* **Work required**
Report each line from the data below that holds the word "black".

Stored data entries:
------------------------------
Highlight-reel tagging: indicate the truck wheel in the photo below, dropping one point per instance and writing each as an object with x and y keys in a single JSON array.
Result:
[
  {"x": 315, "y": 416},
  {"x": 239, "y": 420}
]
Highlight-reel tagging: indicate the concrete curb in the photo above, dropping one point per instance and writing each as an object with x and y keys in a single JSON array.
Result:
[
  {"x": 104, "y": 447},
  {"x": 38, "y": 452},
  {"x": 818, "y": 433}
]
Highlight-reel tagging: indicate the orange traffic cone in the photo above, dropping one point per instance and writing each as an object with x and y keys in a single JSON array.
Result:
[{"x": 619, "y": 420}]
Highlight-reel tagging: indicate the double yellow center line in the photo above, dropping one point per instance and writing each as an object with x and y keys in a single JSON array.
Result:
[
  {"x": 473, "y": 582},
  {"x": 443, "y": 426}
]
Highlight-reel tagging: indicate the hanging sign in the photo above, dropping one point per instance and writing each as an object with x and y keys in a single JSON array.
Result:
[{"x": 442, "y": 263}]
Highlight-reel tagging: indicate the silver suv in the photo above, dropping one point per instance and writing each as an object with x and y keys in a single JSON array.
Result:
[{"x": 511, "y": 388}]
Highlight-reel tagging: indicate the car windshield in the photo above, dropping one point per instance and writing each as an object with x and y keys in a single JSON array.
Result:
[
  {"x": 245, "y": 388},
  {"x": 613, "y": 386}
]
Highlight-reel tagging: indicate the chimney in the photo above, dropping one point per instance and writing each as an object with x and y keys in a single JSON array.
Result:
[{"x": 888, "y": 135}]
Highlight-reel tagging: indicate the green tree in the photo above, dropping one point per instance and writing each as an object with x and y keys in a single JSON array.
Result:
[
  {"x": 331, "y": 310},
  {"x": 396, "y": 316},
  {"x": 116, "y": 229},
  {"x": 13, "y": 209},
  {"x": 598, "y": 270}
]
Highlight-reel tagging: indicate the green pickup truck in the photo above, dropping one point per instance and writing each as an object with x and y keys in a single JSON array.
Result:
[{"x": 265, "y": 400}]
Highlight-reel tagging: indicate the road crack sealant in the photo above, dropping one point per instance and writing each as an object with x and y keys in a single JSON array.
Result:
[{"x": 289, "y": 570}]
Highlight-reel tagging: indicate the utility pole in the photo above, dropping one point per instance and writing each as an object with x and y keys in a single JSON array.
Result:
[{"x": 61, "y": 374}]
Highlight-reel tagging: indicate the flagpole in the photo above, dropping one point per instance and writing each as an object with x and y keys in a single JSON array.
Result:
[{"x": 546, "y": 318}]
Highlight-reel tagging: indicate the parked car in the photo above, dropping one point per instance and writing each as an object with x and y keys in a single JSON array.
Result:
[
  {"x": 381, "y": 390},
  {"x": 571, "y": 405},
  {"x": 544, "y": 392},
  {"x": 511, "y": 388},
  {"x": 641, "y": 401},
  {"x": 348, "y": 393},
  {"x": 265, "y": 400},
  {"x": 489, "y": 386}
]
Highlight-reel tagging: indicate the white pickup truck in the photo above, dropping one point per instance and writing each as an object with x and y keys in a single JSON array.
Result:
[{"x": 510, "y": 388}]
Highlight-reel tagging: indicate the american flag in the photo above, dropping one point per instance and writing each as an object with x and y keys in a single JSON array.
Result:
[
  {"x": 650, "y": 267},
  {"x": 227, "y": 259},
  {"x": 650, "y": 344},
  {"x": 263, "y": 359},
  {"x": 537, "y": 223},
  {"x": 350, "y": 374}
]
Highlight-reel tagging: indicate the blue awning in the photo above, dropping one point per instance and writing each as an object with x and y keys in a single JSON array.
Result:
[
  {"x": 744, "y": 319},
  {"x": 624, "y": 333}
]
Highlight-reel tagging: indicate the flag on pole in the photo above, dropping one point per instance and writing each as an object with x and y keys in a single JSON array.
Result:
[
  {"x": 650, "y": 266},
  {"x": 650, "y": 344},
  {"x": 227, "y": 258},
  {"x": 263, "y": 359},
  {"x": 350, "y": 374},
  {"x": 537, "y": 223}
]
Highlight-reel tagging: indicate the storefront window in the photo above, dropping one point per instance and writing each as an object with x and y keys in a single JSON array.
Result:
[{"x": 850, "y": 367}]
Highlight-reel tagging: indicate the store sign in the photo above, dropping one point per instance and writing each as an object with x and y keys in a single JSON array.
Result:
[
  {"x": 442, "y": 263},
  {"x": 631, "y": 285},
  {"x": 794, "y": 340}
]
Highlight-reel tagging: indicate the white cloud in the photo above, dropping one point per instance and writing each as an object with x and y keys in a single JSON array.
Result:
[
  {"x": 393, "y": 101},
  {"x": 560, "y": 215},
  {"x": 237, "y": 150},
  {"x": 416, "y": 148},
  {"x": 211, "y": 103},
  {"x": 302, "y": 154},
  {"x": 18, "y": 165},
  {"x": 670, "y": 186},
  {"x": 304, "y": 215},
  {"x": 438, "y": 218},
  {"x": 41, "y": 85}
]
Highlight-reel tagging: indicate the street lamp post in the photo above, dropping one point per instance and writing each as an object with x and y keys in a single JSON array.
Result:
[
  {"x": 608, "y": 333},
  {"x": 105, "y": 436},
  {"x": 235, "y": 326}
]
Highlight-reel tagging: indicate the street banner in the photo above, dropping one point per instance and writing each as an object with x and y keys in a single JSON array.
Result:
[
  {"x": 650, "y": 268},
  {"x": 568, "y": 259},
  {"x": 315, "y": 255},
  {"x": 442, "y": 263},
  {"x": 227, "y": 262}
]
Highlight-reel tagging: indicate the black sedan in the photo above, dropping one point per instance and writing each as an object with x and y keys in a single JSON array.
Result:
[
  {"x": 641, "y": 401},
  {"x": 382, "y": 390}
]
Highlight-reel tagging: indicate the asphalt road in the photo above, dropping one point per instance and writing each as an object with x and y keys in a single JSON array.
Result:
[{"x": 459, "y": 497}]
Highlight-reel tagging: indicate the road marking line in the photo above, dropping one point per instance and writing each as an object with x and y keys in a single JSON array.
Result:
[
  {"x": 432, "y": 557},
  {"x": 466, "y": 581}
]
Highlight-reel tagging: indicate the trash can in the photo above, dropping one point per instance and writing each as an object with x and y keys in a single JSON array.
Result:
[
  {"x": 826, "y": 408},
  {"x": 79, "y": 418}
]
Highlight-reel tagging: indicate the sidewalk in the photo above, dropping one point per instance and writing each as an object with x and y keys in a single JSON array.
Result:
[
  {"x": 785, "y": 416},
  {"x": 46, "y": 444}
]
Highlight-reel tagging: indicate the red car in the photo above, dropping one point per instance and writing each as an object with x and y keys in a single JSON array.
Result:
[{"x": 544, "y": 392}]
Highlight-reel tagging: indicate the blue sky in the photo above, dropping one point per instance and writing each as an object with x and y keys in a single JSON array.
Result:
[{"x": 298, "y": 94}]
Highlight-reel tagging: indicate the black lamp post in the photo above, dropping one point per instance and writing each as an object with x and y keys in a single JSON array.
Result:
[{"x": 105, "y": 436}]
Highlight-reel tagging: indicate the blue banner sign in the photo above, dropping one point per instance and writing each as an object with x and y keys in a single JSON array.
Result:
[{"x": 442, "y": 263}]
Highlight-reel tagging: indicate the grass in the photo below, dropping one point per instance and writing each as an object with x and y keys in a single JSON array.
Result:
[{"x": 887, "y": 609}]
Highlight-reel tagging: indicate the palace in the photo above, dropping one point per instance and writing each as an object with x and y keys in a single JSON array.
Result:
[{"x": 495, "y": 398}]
------------------------------
* **The answer**
Highlight-reel tagging: indicate the black sedan in the photo above, dropping one point per instance and writing each as an object with x and y keys in a single JSON array.
Highlight-reel tagging: indicate the black lamp post in the photo above, dropping one point per instance and writing each as an object with x and y keys in a single JSON array.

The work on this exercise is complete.